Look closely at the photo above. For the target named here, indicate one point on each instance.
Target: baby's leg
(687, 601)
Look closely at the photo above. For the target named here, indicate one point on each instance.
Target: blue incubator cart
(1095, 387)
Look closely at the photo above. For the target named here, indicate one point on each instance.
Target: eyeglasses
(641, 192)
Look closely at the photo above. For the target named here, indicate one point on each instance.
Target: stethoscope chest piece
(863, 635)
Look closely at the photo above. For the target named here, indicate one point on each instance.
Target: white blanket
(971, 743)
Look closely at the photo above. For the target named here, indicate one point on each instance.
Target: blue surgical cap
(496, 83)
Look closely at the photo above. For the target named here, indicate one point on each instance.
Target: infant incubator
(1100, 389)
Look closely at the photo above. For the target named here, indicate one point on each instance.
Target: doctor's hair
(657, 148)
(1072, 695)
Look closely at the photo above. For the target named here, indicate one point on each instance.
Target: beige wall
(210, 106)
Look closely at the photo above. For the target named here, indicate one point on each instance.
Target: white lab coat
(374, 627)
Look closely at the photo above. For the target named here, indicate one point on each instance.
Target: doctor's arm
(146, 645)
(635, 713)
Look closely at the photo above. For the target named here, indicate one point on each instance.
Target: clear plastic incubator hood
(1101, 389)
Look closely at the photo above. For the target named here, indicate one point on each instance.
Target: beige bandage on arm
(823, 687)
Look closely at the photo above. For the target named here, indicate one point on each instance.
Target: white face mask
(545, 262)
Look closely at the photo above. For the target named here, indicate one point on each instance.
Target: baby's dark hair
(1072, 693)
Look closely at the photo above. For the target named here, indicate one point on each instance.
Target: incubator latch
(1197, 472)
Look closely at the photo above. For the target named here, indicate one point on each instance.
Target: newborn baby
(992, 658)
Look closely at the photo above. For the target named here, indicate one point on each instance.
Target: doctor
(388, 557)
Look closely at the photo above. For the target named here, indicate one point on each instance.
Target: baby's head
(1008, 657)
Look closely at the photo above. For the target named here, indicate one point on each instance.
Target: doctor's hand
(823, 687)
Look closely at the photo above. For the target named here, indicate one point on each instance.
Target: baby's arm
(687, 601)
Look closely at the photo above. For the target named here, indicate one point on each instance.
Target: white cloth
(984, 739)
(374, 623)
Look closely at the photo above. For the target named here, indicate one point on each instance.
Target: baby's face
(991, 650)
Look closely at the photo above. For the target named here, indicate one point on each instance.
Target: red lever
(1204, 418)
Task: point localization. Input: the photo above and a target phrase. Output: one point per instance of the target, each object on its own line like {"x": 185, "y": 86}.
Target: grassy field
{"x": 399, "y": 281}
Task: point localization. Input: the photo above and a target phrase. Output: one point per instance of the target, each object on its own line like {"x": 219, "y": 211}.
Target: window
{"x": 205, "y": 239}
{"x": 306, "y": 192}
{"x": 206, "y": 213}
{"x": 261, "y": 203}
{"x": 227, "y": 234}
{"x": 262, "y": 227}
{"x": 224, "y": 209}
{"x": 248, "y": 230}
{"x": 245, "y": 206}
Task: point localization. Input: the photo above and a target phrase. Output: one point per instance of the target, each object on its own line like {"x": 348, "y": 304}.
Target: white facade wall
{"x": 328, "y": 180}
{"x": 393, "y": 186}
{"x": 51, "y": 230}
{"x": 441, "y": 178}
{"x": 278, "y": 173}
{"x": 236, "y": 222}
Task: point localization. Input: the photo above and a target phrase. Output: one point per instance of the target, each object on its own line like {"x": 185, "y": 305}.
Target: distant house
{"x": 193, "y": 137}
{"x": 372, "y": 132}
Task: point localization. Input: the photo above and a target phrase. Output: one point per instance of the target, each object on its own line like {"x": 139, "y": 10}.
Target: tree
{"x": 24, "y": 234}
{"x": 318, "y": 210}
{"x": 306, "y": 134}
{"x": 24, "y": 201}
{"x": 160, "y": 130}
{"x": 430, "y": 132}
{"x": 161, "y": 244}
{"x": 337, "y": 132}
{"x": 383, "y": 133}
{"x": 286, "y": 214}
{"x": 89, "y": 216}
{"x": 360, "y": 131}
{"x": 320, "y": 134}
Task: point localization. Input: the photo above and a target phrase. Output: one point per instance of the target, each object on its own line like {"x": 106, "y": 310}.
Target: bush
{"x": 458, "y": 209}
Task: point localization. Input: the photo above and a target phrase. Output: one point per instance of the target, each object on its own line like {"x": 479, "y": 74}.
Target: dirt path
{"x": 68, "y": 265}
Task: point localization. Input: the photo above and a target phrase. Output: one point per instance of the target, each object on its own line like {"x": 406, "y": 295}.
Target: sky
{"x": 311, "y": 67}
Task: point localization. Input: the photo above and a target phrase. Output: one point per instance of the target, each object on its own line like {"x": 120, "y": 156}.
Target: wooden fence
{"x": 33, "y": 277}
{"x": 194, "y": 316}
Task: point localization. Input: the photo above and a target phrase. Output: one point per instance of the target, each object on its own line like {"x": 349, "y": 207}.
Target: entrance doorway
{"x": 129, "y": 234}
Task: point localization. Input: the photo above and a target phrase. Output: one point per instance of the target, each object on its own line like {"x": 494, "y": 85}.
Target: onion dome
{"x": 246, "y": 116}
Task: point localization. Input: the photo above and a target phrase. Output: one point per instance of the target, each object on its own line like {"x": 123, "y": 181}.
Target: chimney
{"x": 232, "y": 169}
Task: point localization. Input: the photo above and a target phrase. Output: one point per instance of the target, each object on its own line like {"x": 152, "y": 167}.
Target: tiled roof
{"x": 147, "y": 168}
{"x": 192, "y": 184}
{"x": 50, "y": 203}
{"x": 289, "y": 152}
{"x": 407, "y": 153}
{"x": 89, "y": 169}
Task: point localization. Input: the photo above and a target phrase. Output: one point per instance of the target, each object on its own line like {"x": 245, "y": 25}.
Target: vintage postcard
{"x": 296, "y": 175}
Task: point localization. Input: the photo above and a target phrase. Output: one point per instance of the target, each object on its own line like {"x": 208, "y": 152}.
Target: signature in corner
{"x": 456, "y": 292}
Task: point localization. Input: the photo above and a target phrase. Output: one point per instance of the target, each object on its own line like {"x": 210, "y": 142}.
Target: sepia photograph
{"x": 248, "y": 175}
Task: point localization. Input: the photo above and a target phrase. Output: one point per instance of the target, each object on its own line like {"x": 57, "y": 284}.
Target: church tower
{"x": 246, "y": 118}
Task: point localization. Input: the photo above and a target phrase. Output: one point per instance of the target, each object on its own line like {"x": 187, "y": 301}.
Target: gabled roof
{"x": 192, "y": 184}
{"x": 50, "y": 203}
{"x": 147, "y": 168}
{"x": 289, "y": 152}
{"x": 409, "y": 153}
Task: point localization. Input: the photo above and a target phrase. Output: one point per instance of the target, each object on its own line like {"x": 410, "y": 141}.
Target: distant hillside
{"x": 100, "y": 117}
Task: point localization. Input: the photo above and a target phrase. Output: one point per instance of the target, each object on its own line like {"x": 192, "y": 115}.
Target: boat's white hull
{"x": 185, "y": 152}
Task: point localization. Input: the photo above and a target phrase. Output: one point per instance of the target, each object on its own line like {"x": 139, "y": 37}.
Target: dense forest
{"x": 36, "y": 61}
++++++
--- AIM OF THE EXERCISE ---
Pull every line from the records above that contains the word "white", and list those lines in their original order.

--- EXPECTED ANSWER ---
Target: white blanket
Target: white lab coat
Target: white face mask
Target: white cloth
Target: white facade wall
Target: boat's white hull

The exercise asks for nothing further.